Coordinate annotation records
- - -
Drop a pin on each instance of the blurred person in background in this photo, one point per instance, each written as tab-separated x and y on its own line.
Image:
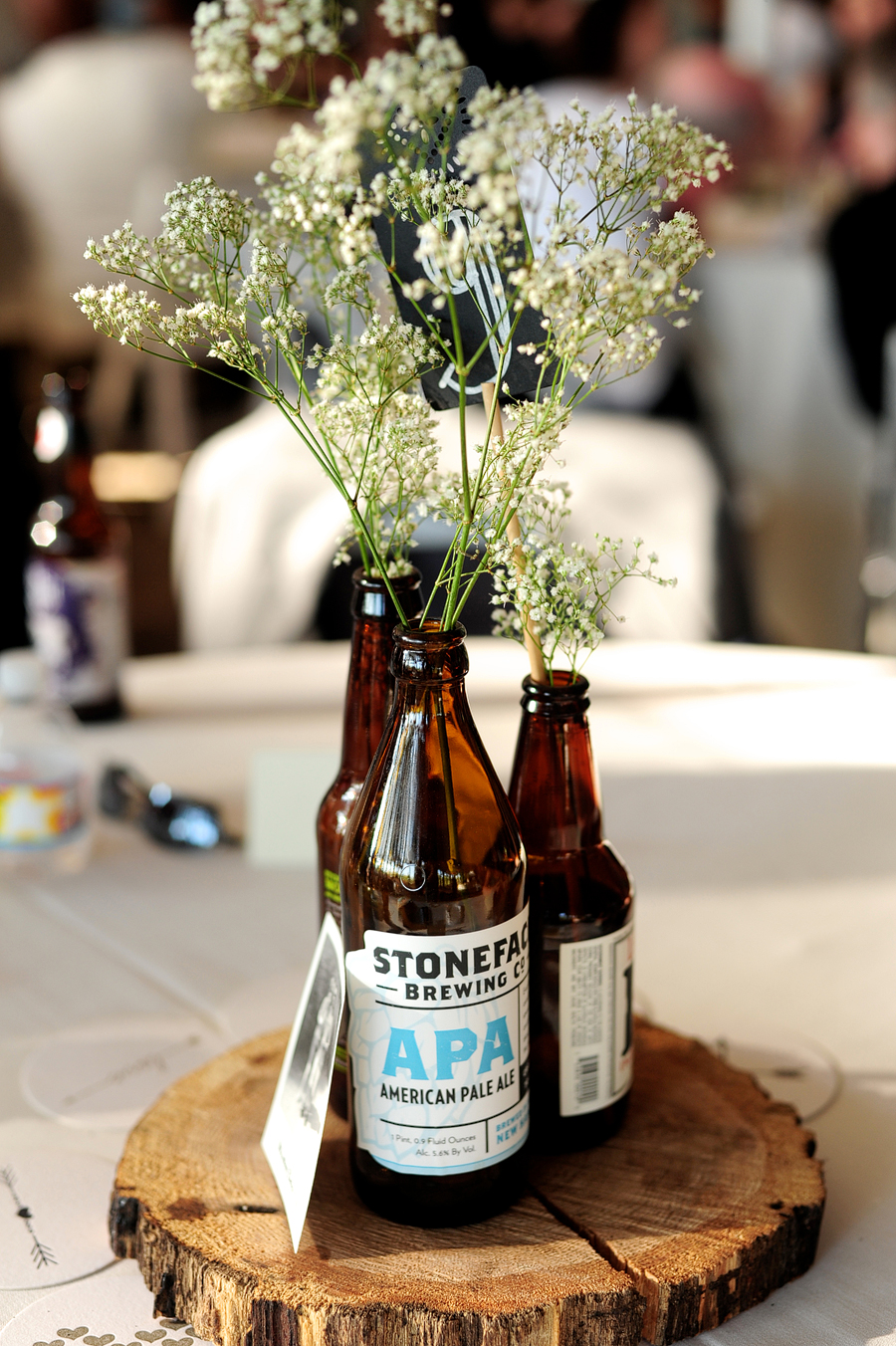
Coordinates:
99	120
861	259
- - -
(Brief):
Rewrite the records above with every instance of "photo" changed to "picture" and everything else left intact. Omit the pictures from your output.

(Result):
Drop a pin on each instance of the blurred person in background in this picture, one point per instance, each written as tab-separated x and y on its own line.
Image:
Coordinates:
99	120
861	259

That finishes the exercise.